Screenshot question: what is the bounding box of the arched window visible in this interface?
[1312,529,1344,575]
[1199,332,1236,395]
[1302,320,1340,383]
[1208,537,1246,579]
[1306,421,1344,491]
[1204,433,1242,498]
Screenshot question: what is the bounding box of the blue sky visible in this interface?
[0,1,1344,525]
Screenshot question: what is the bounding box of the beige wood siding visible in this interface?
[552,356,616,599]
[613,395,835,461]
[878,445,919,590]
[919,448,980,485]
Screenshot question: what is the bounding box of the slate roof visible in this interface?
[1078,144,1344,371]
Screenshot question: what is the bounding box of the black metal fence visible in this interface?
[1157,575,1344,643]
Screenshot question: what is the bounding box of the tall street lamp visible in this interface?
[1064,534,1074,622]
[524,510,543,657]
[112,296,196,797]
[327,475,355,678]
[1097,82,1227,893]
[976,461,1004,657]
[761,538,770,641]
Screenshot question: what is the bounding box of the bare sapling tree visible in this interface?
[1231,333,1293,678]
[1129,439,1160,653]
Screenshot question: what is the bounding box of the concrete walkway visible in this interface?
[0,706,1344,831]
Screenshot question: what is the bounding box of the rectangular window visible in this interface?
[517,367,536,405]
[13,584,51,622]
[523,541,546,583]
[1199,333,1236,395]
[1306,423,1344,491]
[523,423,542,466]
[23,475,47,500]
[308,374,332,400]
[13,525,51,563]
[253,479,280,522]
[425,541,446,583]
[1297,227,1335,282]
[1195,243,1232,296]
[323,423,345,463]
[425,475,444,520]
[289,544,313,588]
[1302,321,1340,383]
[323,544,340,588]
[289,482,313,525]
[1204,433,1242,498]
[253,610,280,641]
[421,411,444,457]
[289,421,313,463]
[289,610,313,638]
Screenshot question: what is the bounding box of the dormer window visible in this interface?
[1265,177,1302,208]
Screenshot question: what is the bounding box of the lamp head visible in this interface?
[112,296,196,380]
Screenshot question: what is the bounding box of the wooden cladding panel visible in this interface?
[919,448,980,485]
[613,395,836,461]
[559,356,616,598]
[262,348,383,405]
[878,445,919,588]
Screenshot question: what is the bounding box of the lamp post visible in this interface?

Description of the task =>
Return all of the lines above verbatim, in their original order.

Answer to this task =>
Screenshot question: what is the bounding box of the arched window visible in this interface?
[1312,529,1344,575]
[1199,332,1236,395]
[1302,320,1340,383]
[1208,537,1246,579]
[1306,421,1344,491]
[1204,433,1242,498]
Screenshot question: what is the bounding box of the blue sky visible in this interface?
[0,1,1344,525]
Screenshot question: what is the bounding box of the beige wood siding visible in this interface?
[552,356,616,599]
[613,395,835,461]
[878,445,919,590]
[919,448,980,485]
Screenshot question: what is the bounding box of the slate roof visible in this interface?
[1078,144,1344,371]
Screenshot question: what is the bounding box of the black metal fence visible in this interface?
[1157,575,1344,643]
Screenshot question: what is the bounding box of the tall street lamp visible in this interface?
[1064,534,1074,622]
[524,510,543,657]
[112,296,196,797]
[327,475,355,678]
[1097,82,1227,893]
[976,461,1004,657]
[761,538,770,641]
Screenshot question: what is the bounding box of the bare sapling tree visible in this interface?
[1231,333,1293,678]
[1129,439,1160,653]
Screenshot question: what is the bounding box of the concrete walkway visible in this interface?
[0,706,1344,831]
Screenshot question: what is the bounding box of the rectangular window visible in this interface?
[517,367,536,405]
[13,584,51,622]
[523,541,546,583]
[1199,333,1236,395]
[1306,423,1344,491]
[523,423,542,466]
[23,475,47,500]
[308,374,332,400]
[13,525,51,563]
[253,479,280,522]
[425,541,446,583]
[1297,227,1335,282]
[1195,243,1232,296]
[323,423,345,463]
[425,475,444,520]
[289,544,313,588]
[1302,321,1340,383]
[323,544,340,588]
[289,482,313,525]
[1204,433,1242,498]
[253,610,280,641]
[421,411,444,457]
[289,421,313,463]
[289,610,313,638]
Screenshot question: what is the bounding box of the dormer window visible in this interface?
[1265,177,1302,208]
Screenshot question: what is the bounding box of the lamp head visible in this interface?
[112,296,196,380]
Screenshot question: what is the bounding box of the wooden cladding panel visible in this interface?
[919,448,980,485]
[613,395,836,461]
[559,356,616,598]
[262,348,383,405]
[878,445,919,588]
Screenshot question: what is the bounding box of the lamp post visible in this interface?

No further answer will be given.